**İş emri:**
Aşağıdaki “Ben Yoruldum” başlıklı metni, son cümlesinin ardından devam ettirerek yazın.

**Verilen metin:**
'''
Ben Yoruldum

SELAHATTİN YILDIZ
Ben Yoruldum
 
Ben yoruldum şu doğrudur şu yanlıştır demekten. Yoruldum içim katran bağlarken tebessüm etmekten. Başka çare bırakmıyor insana Mevla. Mutlak hakikate sarılmadan yürünmüyor bu tozlu yolda. İçimizi burkarken dost bilindik fenaların nefesi, yalancı tebessümü rüşvet verirken yakalanır gözlerinden.
 
Ben yoruldum koca adamların çocuk bile yapmaz deyip yediği herzelerden. Ben yoruldum düştüğü çukuru vadi sanıp gülenden. Tanpınar’ın Saatleri Ayarlama Enstitüsü’nde dediği gibi; “Ben bir yerde aldandım ama nerde aldandım onu bilmiyorum.” Evet biz nerede neyi yanlış anladık.
'''
**Mevcut veriler:**
'''
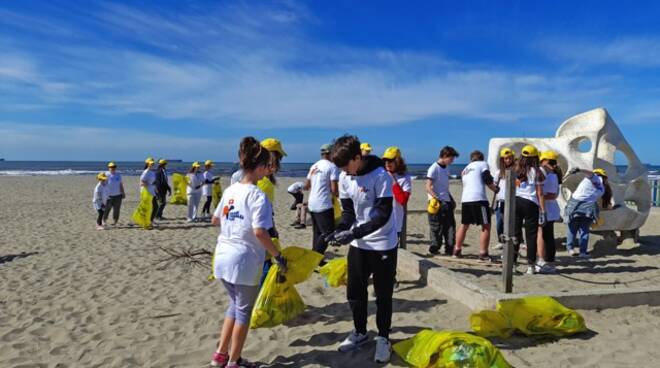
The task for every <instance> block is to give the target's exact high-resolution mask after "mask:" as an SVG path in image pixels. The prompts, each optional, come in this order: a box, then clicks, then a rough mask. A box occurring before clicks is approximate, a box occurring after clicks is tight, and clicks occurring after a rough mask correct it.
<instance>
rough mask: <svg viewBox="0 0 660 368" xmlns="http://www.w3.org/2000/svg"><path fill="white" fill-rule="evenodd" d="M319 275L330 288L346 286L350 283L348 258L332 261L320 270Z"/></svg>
mask: <svg viewBox="0 0 660 368" xmlns="http://www.w3.org/2000/svg"><path fill="white" fill-rule="evenodd" d="M319 273H320V274H321V276H323V277H324V278H325V282H326V284H328V286H330V287H339V286H342V285H346V284H347V283H348V282H347V279H348V260H347V259H346V257H343V258H335V259H333V260H330V261H328V263H326V264H325V265H324V266H323V267H321V268H320V269H319Z"/></svg>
'''
**Görev sonucu:**
 
Ben yoruldum şu doğrudur şu yanlıştır demekten. Duyduklarımla gördüklerimin çeliştiği kerteden. Haykırır anlatırdım susmadan dinlenmeden. Şimdi susuyorum küsmüşüm gayrete. Hayret edeceğim ne bir hal ne de bir tan kaldı. Ne dilin hükmü var ne hakikatli bir sözün. Beni bu asra düşürenin vardır bir bildiği. Bu hallerde hep Zarifoğlu gelir aklıma, diyor ya; “Ben bu çağdan nefret ettim, etimle kemiğimle nefret ettim” işte o noktada olanların kalbiyle düşüyorum usulca. Uzat elini ya rab başkası teselli veremez bana.
 
Ben yoruldum yorulmaktan. Uykuların bile dinlendirmediği karanlık sabahlardan. İlah gibi kutsanan cüceler tayfasından. Hakikatli bilinip ardına bakılandan. Lat’tan, Uzza’dan, Menan’dan. Bir de şu platonik dünyada, mazlumların köpek dişlerine atıldığı meydandan.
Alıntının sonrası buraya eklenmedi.